[Items taken from a dataset]:
— begin —
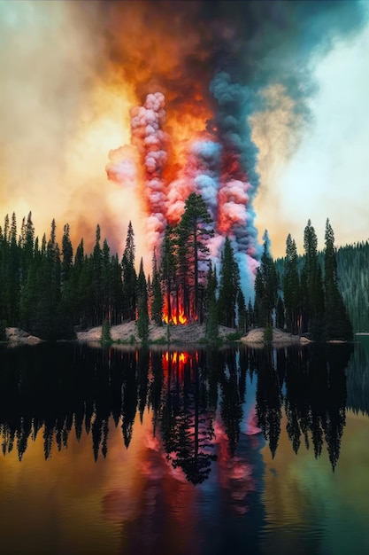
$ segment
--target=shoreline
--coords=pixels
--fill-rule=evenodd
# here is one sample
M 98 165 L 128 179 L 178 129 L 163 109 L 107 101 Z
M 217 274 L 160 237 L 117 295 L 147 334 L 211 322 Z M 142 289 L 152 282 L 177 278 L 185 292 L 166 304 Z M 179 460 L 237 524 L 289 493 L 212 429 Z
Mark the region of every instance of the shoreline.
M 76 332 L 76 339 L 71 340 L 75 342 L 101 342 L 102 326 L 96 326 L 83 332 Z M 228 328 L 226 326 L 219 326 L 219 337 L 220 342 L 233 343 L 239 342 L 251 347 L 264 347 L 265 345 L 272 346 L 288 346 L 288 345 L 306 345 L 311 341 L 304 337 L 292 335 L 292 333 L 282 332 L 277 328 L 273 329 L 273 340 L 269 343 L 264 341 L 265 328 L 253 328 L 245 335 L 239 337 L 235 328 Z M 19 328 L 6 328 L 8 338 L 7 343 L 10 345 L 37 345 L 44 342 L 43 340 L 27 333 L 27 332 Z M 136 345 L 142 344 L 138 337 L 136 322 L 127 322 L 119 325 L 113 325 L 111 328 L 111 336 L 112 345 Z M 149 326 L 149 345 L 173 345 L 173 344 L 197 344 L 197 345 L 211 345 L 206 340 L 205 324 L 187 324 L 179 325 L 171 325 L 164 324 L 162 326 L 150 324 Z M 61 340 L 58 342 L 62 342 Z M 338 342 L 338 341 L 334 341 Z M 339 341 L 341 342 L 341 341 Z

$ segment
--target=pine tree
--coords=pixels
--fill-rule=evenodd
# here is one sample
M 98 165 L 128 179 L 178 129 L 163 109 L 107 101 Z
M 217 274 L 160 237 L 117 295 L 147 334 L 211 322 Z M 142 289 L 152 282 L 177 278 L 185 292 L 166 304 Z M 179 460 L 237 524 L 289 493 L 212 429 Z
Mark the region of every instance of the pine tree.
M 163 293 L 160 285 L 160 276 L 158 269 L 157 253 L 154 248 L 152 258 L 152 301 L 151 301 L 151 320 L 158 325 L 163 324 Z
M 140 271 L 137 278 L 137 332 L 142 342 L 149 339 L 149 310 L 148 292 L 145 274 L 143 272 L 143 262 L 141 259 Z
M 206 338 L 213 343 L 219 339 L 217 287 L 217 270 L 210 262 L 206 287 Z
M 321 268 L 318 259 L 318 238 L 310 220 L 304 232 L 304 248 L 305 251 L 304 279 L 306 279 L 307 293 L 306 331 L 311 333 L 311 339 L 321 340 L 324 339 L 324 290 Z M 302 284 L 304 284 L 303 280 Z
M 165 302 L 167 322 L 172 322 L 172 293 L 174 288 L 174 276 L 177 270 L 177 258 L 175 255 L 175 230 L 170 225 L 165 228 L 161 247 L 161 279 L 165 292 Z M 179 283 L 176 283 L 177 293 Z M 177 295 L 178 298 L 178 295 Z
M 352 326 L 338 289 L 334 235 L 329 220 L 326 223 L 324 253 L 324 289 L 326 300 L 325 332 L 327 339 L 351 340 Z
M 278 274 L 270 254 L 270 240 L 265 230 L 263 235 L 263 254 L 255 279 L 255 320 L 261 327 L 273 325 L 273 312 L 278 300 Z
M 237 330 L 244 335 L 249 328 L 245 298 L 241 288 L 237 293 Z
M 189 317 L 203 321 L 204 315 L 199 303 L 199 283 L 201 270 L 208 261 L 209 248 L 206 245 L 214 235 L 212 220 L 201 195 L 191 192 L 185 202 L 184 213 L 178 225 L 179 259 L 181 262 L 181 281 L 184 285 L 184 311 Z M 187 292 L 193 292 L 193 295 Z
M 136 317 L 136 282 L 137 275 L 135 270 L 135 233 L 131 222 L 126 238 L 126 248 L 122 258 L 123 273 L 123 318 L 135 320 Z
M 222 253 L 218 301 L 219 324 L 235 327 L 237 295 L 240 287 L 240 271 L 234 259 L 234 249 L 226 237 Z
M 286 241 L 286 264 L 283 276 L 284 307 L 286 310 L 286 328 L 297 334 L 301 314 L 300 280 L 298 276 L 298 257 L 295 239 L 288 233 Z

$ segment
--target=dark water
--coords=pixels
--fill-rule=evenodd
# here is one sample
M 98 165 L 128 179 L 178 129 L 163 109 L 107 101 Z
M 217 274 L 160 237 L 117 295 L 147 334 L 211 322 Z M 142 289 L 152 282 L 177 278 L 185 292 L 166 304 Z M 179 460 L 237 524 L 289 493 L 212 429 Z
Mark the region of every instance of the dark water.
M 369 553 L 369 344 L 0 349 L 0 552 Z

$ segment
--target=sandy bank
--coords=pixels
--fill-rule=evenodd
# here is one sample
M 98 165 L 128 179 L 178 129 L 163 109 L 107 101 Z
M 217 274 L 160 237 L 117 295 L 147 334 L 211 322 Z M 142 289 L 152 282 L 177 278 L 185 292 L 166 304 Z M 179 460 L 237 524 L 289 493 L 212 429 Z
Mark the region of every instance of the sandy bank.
— end —
Please return all of the lines above word for word, omitting the pictures.

[Solution to this task]:
$ segment
--target=shoreline
--coords=pixels
--fill-rule=evenodd
# here is one sample
M 98 165 L 128 179 L 178 129 L 163 109 L 107 101 Z
M 217 274 L 160 237 L 117 295 L 147 334 L 211 322 Z M 142 289 L 152 282 L 177 278 L 185 292 L 166 304 Z M 179 460 L 237 524 L 289 493 L 212 429 Z
Mark the region of every instance of the shoreline.
M 76 332 L 76 339 L 71 340 L 75 342 L 101 342 L 102 326 L 96 326 L 83 332 Z M 228 328 L 226 326 L 219 326 L 219 337 L 220 342 L 233 343 L 239 342 L 251 347 L 264 347 L 265 345 L 272 346 L 288 346 L 288 345 L 306 345 L 311 341 L 304 337 L 292 335 L 292 333 L 282 332 L 277 328 L 273 329 L 273 340 L 269 343 L 264 341 L 265 328 L 253 328 L 245 335 L 239 337 L 235 328 Z M 19 328 L 6 328 L 8 338 L 7 343 L 10 345 L 37 345 L 44 342 L 43 340 L 27 333 L 27 332 Z M 136 345 L 142 344 L 138 337 L 136 322 L 127 322 L 119 325 L 113 325 L 111 328 L 111 336 L 112 345 Z M 149 326 L 149 345 L 173 345 L 173 344 L 197 344 L 197 345 L 211 345 L 206 340 L 205 324 L 187 324 L 179 325 L 171 325 L 164 324 L 162 326 L 150 324 Z M 61 340 L 58 342 L 62 342 Z M 338 342 L 338 341 L 334 341 Z M 339 341 L 341 342 L 341 341 Z

$ segment
--target=pine tree
--coords=pixels
--fill-rule=evenodd
# here is one sample
M 98 165 L 128 179 L 178 129 L 163 109 L 107 101 Z
M 217 274 L 160 237 L 117 295 L 147 334 L 211 322 Z M 142 289 L 152 282 L 177 278 L 185 292 L 166 304 Z M 179 460 L 237 524 L 289 493 L 212 429 Z
Mark the region of every instance of the pine tree.
M 163 293 L 160 285 L 160 276 L 158 269 L 157 253 L 154 248 L 152 258 L 152 301 L 151 301 L 151 320 L 158 325 L 163 324 Z
M 140 271 L 137 278 L 137 332 L 142 342 L 149 339 L 149 310 L 148 292 L 145 274 L 143 272 L 143 262 L 141 259 Z
M 206 338 L 213 343 L 219 339 L 217 287 L 217 270 L 210 262 L 206 287 Z
M 321 268 L 318 259 L 318 238 L 310 220 L 304 232 L 304 248 L 305 251 L 304 279 L 306 279 L 307 293 L 306 331 L 311 333 L 311 339 L 321 340 L 324 339 L 324 290 Z M 302 284 L 304 284 L 303 280 Z
M 165 302 L 167 322 L 172 322 L 172 293 L 174 288 L 174 276 L 177 270 L 177 258 L 175 255 L 175 230 L 170 225 L 165 228 L 161 247 L 161 279 L 165 292 Z M 179 283 L 176 283 L 177 293 Z M 177 295 L 178 298 L 178 295 Z
M 352 326 L 338 289 L 334 235 L 329 220 L 326 223 L 324 253 L 324 289 L 326 300 L 325 332 L 327 339 L 351 340 Z
M 278 274 L 270 254 L 270 240 L 265 230 L 263 235 L 263 254 L 255 279 L 255 320 L 261 327 L 273 325 L 273 312 L 278 300 Z
M 237 330 L 244 335 L 249 328 L 245 298 L 241 288 L 237 293 Z
M 189 317 L 203 321 L 204 315 L 199 303 L 199 283 L 201 270 L 208 261 L 209 248 L 206 245 L 214 235 L 212 220 L 201 195 L 191 192 L 185 202 L 184 213 L 178 225 L 179 259 L 181 262 L 181 281 L 184 285 L 184 311 Z M 187 292 L 193 292 L 193 295 Z
M 136 317 L 136 282 L 137 275 L 135 270 L 135 233 L 131 222 L 126 238 L 126 248 L 122 258 L 123 273 L 123 318 L 135 320 Z
M 222 253 L 218 301 L 219 324 L 235 327 L 237 295 L 240 287 L 240 271 L 234 259 L 234 249 L 226 237 Z
M 286 241 L 286 264 L 283 276 L 284 307 L 286 310 L 286 328 L 297 334 L 301 314 L 300 280 L 298 276 L 298 257 L 295 239 L 288 233 Z

$ segment
--target=dark water
--coords=pixels
--fill-rule=evenodd
# here is one sample
M 98 165 L 128 179 L 178 129 L 163 109 L 107 101 Z
M 217 274 L 160 237 L 117 295 L 147 334 L 211 322 Z M 142 289 L 152 282 L 177 278 L 185 292 L 166 304 Z M 179 460 L 237 524 L 289 493 L 212 429 Z
Mark the region of every instance of the dark water.
M 369 553 L 369 344 L 0 349 L 0 552 Z

$ segment
--target=sandy bank
--coords=pixels
--fill-rule=evenodd
# here is one sample
M 98 165 L 128 179 L 178 129 L 163 109 L 107 101 Z
M 217 274 L 160 237 L 117 295 L 147 334 L 211 322 Z M 142 289 L 152 282 L 177 278 L 185 292 L 166 304 Z M 179 460 L 237 524 L 289 493 L 212 429 Z
Mark the region of every instance of the sandy bank.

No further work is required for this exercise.